• [ARTICLE]:
--

Tutorial Part 2 - Production setup with local ARC datadelivery
Tutorial configuration values
In the “zero-conf” setup in the previous step no other user then your self can submit jobs to ARC, and the job will only run as a fork. There are minimally 5 steps to configure ARC for a production ready server. These are:
Step 3. Tell ARC what LRMS queues to use
Step 4. Enable ARC data-staging service and tell ARC what cache directory to use
Step 5. Set up the authentication and authorization including external to local user mapping rules
That will be it. And we will finally test the setup by submitting a couple of test-jobs .
We will be using some example ARC configuration parameter values suited to fit with the test-infrastructure set up in relation to the EGI 2023 ARC tutorial. You will naturally have to replace these values with the actual values for your specific system. Here is an overview of these for convenience:
ARC session directory:
/grid/session1
ARC control directory:
/grid/control
ARC cache directory:
/grid/cache1
batch system (LRMS):
slurm
orcondor
name of batch system queues:
arc-tutorial
andwlcg
compute node scratch directory:
/scratch

Overview of server and file system for ARC example cluster
Step 1. Tell ARC what LRMS system you are using
In this tutorial we either user slurm or the htcondor batch systems.
Simply replace the “zero-conf” fork
lrms with slurm
or condor
like this:
[lrms]
lrms = slurm
Or if you are on HTCondor:
[lrms]
lrms = condor
ARC supports many other batch-systems - for details see arc.conf reference: [lrms]
Step 2. A-REX directories - [arex] block
In a production system we would want to decide where the ARC related files and folders should live. The relevant A-REX directories are at least the control-directory, the session-directory and the cache directory for data-delivery service. We will adress the two first ones here, and the cache directory in Step 4
Controldir
The control directory holds A-REX internal job metadata files and is local to the ARC-CE (i.e. not shared with the compute nodes). The default value is /var/spool/arc/jobstatus. We will instead point to /grid/control in this example, which correspond to the folders prepared on the test-servers if you are following along as part of an ARC workshop. If you are setting up your clusters you use the dedicated path for the ARC control directory that you have prepared (or just keep the default). ARC will automatically create the directory if it does not already exist. There can only be one single control directory.

--

• [WHAT TO DO]:
Quote everything in the ARC tutorial from "Tutorial Part 2" down to "of test-jobs .", word for word. The material after this point is separate from the ARC tutorial.

• [INFORMATION SUPPLIED]:

--

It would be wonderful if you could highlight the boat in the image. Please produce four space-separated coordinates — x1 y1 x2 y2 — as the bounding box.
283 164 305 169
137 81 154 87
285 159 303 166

--

• [ANSWER]:
Tutorial Part 2 - Production setup with local ARC datadelivery
Tutorial configuration values
In the “zero-conf” setup in the previous step no other user then your self can submit jobs to ARC, and the job will only run as a fork. There are minimally 5 steps to configure ARC for a production ready server. These are:
Step 3. Tell ARC what LRMS queues to use
Step 4. Enable ARC data-staging service and tell ARC what cache directory to use
Step 5. Set up the authentication and authorization including external to local user mapping rules
That will be it. And we will finally test the setup by submitting a couple of test-jobs .